Stored data entries:
· · · · ·

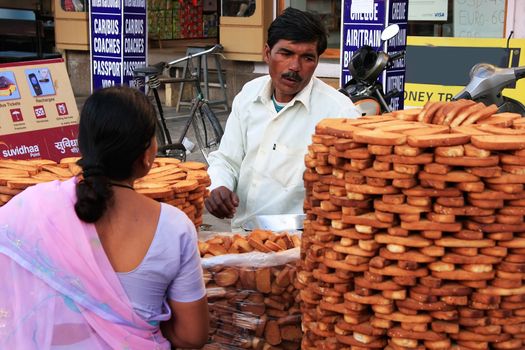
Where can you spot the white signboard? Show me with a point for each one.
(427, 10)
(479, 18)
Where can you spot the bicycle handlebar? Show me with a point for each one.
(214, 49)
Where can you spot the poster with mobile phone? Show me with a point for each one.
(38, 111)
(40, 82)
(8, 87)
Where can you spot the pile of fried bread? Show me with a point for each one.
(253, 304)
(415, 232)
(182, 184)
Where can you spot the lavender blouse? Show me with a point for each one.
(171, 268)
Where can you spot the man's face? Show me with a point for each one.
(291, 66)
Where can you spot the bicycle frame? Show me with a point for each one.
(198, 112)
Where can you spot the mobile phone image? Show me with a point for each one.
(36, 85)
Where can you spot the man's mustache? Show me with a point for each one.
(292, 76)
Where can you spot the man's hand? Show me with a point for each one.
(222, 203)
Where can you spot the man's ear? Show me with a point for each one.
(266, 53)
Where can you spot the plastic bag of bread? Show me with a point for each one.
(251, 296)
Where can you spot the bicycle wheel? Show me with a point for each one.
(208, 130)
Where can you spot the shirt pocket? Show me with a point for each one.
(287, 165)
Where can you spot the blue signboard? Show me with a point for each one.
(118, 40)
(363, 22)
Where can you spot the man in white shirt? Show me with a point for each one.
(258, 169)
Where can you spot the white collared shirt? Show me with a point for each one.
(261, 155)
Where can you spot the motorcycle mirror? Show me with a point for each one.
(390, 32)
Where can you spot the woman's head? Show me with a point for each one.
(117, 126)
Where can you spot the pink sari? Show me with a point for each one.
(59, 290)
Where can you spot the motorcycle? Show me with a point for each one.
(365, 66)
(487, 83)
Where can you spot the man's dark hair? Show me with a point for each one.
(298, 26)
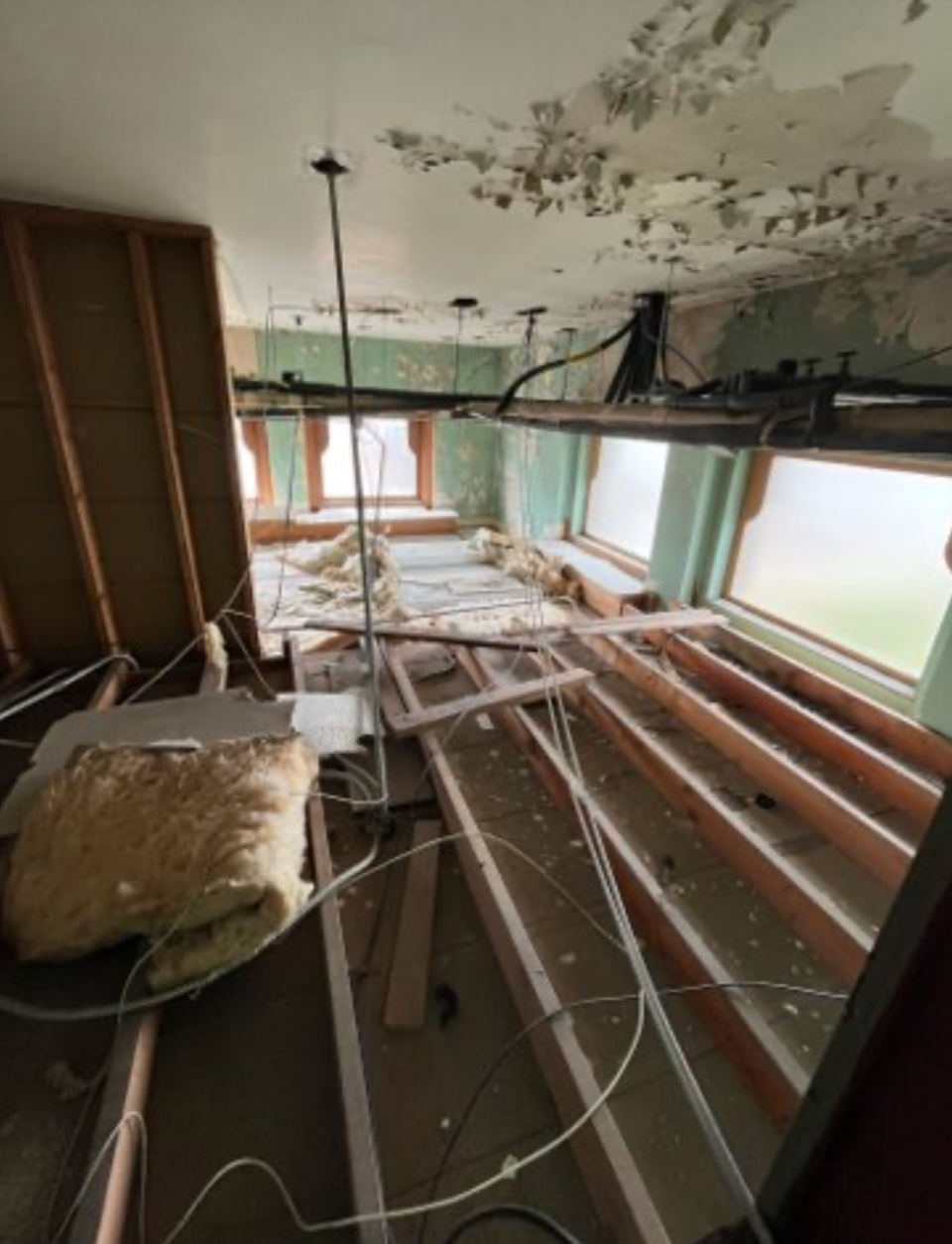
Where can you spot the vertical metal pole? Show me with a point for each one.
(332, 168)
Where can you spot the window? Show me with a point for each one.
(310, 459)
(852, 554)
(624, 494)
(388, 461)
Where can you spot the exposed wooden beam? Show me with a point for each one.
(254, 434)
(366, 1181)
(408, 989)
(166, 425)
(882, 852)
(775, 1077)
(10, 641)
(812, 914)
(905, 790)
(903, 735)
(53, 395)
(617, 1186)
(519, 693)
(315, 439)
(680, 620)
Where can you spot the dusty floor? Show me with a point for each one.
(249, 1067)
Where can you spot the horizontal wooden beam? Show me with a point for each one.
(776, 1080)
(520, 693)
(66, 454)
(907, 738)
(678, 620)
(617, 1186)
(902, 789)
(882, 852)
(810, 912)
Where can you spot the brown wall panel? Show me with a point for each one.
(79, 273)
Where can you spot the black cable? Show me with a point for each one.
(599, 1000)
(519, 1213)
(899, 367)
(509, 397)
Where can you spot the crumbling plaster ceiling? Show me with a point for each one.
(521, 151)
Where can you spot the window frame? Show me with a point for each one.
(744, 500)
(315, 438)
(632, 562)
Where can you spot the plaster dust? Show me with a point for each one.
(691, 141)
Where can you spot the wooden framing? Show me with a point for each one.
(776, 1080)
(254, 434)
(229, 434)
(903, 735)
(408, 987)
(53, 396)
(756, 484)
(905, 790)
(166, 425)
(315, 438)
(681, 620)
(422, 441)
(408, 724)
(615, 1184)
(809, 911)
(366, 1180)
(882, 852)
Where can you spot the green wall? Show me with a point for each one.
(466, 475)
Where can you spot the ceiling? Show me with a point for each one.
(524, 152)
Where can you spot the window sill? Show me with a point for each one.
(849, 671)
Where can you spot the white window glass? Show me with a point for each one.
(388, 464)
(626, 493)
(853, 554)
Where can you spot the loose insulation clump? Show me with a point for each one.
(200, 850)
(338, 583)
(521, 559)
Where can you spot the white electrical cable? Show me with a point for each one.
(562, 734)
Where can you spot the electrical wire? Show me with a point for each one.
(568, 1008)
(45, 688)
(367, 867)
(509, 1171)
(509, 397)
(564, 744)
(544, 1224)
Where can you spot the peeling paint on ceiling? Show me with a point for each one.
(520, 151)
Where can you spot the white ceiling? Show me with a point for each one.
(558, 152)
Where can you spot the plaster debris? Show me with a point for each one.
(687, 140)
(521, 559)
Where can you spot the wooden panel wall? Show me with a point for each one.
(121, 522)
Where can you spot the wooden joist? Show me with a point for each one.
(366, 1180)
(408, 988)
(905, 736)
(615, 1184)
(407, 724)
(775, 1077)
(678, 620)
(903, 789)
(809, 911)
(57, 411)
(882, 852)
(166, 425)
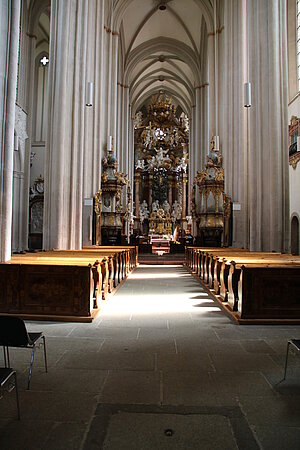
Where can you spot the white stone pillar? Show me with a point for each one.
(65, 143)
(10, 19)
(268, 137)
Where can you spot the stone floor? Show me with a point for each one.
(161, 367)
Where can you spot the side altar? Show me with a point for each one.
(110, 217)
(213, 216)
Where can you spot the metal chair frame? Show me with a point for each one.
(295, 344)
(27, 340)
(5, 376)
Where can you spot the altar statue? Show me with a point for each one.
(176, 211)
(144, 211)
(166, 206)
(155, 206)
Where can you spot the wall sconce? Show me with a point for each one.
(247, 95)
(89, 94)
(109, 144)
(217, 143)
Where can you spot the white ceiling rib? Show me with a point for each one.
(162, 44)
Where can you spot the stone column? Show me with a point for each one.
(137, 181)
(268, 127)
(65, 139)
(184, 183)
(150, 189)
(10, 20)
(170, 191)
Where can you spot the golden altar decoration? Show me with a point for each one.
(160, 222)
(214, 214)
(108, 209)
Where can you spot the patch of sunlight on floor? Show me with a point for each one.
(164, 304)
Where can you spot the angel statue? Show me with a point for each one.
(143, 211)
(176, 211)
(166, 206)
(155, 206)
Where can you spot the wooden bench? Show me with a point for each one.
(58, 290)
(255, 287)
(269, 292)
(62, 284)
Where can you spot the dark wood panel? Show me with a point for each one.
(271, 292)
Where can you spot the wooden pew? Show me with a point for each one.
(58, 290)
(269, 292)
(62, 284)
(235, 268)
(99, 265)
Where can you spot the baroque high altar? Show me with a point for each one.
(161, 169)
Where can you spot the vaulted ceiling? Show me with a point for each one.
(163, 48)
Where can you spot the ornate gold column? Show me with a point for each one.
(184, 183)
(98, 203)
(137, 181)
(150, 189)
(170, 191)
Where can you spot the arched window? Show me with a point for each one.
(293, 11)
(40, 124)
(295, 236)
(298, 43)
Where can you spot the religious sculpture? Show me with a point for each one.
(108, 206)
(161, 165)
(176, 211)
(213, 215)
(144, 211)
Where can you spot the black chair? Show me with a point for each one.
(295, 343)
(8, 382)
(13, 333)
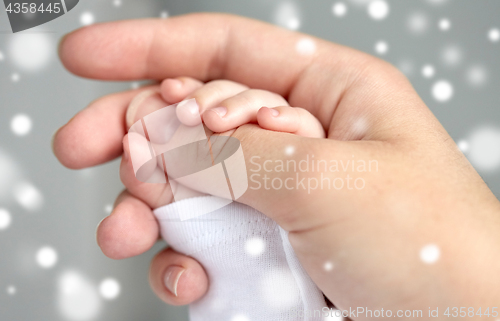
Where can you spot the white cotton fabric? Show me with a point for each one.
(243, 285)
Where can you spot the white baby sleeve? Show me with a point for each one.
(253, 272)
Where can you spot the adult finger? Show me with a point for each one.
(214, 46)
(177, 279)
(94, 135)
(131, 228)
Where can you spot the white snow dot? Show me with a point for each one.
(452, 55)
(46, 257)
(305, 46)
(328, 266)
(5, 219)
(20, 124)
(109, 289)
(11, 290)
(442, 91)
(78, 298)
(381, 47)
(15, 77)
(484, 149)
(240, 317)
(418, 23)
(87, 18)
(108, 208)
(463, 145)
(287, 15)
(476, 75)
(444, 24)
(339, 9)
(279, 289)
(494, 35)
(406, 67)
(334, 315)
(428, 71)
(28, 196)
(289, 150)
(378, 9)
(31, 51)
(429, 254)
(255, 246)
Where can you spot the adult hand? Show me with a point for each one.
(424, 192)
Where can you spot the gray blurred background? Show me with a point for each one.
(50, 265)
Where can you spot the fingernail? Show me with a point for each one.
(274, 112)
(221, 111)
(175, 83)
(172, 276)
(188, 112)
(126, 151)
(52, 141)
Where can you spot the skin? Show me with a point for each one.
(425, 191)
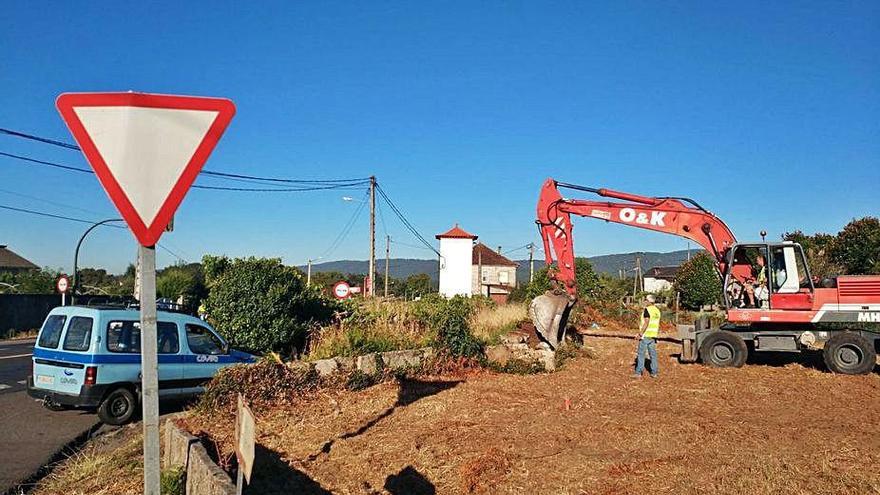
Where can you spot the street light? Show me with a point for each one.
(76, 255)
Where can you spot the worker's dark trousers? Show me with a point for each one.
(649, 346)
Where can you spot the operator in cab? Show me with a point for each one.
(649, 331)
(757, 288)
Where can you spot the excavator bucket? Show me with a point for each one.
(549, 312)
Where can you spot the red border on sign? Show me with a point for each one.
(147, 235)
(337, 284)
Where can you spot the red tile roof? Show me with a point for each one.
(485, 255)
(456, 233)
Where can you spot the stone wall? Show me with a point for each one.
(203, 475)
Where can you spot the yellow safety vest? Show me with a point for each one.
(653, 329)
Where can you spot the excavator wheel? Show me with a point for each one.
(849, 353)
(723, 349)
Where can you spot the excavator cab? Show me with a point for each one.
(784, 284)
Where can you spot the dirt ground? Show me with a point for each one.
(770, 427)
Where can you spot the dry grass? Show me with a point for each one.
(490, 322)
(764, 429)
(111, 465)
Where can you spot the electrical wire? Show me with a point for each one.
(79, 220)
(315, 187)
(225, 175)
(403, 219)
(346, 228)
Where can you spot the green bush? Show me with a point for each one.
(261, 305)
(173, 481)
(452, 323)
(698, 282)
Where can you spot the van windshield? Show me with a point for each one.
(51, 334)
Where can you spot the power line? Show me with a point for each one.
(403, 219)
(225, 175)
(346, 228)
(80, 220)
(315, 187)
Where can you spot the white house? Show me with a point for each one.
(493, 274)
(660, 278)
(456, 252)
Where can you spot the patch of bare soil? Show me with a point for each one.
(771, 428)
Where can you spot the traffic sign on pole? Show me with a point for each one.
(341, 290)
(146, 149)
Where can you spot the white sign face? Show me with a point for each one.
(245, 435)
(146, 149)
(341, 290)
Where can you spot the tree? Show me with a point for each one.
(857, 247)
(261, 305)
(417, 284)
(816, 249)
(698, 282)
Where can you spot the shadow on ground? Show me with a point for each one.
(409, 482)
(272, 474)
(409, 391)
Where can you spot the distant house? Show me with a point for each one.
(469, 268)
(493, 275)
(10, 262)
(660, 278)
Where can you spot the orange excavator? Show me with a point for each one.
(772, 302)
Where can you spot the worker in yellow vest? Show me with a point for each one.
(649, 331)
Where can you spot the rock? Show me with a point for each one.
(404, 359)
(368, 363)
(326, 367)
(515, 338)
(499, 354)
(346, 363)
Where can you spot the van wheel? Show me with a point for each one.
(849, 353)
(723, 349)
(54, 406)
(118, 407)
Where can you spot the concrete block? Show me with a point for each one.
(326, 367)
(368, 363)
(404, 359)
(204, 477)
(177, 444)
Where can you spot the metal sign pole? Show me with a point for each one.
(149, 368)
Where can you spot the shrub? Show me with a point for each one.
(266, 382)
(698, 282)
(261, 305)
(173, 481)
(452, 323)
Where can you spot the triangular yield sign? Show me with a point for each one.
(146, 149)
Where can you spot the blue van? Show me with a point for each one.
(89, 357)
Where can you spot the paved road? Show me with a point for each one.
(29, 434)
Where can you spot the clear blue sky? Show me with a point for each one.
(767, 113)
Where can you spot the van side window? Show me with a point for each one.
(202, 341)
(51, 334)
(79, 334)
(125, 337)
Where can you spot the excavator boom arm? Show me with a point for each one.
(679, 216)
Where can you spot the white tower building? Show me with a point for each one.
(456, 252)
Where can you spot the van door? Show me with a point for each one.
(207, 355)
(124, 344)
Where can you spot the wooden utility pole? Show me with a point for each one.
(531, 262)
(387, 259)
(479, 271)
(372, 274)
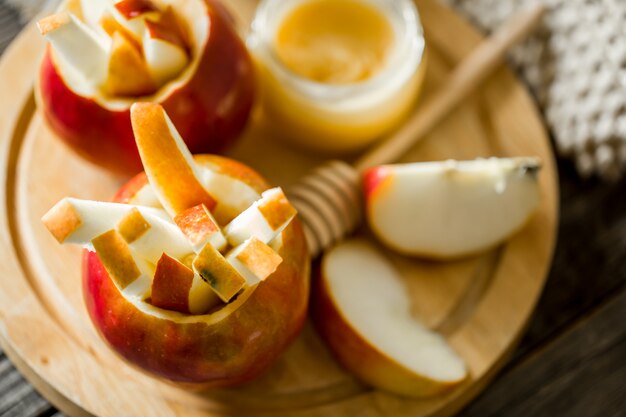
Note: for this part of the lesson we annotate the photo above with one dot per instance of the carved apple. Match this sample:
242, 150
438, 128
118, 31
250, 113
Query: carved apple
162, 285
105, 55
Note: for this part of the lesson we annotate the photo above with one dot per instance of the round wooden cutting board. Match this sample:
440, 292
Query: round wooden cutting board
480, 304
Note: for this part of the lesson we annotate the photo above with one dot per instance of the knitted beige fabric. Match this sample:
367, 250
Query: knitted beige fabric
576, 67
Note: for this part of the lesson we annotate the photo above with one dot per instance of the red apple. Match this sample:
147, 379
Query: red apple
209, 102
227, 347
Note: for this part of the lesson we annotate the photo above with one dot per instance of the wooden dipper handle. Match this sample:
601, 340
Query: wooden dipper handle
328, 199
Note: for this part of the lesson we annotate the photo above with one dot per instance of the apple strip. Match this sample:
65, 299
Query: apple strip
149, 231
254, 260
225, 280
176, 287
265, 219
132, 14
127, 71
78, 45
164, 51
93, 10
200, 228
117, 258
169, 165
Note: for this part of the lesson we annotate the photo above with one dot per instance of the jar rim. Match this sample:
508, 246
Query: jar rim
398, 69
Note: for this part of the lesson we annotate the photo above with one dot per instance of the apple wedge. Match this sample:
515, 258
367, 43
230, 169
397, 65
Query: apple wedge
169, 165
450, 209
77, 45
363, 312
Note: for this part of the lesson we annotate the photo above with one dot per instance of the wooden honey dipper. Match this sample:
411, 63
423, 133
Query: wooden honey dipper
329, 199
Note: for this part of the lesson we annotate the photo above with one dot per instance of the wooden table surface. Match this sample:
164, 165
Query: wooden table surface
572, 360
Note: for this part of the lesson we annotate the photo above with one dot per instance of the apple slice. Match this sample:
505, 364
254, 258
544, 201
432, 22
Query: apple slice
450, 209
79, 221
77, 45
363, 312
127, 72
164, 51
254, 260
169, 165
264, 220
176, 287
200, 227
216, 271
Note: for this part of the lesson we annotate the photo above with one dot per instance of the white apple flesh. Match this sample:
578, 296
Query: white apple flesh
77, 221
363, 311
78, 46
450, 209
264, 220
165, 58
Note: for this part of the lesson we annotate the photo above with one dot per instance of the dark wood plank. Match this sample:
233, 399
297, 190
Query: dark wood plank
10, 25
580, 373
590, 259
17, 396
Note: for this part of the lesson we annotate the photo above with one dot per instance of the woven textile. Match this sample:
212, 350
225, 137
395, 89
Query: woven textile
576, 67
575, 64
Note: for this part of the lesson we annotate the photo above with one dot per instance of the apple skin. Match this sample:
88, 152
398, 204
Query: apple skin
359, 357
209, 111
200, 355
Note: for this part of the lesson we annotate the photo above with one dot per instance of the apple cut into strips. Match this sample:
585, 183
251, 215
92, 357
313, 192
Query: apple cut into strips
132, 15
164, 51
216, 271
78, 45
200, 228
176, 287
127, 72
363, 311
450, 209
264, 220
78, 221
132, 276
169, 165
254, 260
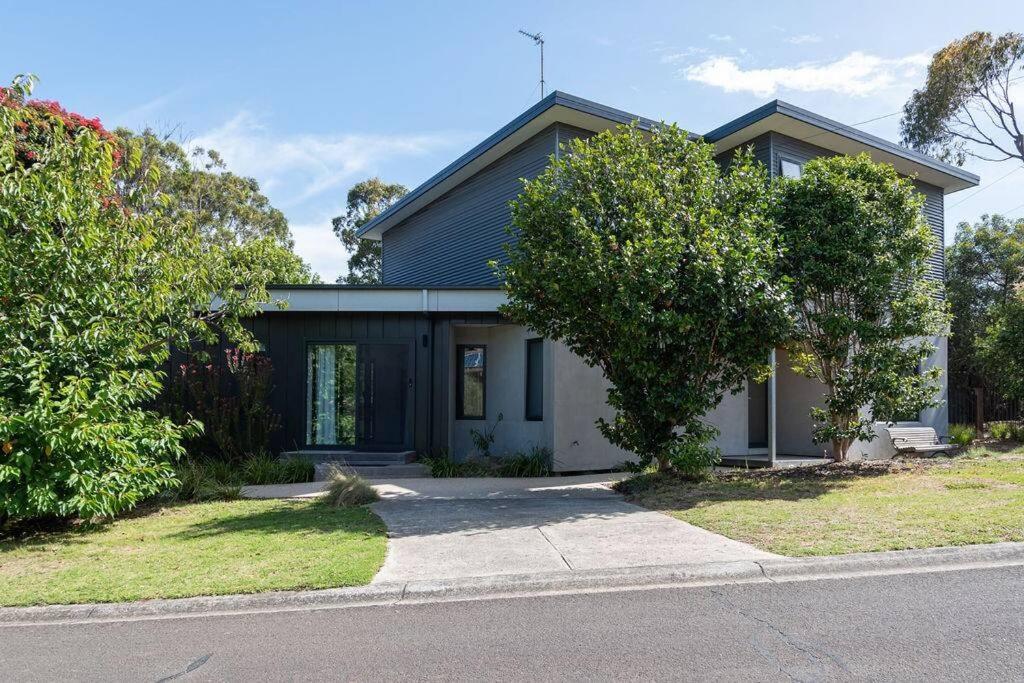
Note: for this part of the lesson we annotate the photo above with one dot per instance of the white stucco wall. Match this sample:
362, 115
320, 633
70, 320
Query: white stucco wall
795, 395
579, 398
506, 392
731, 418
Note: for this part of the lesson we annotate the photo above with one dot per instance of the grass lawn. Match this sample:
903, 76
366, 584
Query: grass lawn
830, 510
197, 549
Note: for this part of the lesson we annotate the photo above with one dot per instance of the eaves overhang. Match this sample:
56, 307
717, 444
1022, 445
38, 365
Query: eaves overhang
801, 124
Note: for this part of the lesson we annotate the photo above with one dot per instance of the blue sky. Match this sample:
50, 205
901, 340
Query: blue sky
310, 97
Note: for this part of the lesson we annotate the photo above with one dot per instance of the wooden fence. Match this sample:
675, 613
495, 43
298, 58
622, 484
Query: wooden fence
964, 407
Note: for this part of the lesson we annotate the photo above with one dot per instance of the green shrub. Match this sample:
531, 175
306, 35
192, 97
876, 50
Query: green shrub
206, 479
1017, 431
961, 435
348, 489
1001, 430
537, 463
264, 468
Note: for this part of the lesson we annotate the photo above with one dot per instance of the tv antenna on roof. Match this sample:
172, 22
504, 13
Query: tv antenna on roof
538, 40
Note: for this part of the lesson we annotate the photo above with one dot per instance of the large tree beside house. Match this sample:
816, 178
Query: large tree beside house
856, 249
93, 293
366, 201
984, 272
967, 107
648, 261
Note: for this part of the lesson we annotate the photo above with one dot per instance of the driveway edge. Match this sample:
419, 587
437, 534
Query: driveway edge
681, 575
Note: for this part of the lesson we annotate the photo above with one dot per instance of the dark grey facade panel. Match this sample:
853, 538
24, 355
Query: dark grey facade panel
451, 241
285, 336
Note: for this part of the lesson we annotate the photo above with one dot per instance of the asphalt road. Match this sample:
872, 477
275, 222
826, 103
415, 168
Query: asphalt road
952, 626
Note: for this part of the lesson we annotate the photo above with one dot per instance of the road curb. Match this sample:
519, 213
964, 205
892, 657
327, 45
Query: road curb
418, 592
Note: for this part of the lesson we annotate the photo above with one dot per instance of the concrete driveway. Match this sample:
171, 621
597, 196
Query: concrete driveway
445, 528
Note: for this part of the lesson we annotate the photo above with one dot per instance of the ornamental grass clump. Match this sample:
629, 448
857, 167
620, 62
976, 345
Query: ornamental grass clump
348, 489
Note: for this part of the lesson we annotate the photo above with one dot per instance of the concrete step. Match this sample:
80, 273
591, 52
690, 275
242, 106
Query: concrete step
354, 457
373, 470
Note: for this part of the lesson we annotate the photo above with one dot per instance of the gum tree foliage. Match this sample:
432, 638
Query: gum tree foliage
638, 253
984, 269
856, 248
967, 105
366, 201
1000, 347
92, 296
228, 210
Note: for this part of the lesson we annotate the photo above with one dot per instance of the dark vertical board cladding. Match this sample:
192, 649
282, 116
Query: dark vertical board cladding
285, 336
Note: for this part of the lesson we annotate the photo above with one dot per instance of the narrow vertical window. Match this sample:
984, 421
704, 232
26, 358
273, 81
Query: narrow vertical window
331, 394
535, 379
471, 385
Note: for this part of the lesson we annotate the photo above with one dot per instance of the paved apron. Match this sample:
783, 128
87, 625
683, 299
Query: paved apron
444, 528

· · · · ·

Only the lines from the one with "Query: concrete step" through the last line above should be restated, word for word.

## Reply
Query: concrete step
354, 457
373, 470
Note: for this part of the lesson we annotate the photo above with one dot per instance of the gum tree foliage. Match this sample:
432, 638
Query: gum tree foliage
638, 253
984, 269
856, 248
967, 105
366, 201
1000, 347
92, 296
228, 210
Note: for this part of the lesson we annotate the photo above with one dot per instance of the dark vertical board cladding. Match this sample:
192, 649
282, 116
Query: dark vertical board cladding
285, 336
Note: for this part of the lesson we annotate the photo above with one dot per instance of the narrow vertical window. Match this sample:
984, 421
704, 232
26, 358
273, 81
Query: narrow vertical window
331, 394
535, 379
471, 385
Note: for this part of the lesson we annotate the photo above with one dot per instance of the paved apron. Match this sample:
783, 128
87, 625
683, 299
Query: paved apron
444, 528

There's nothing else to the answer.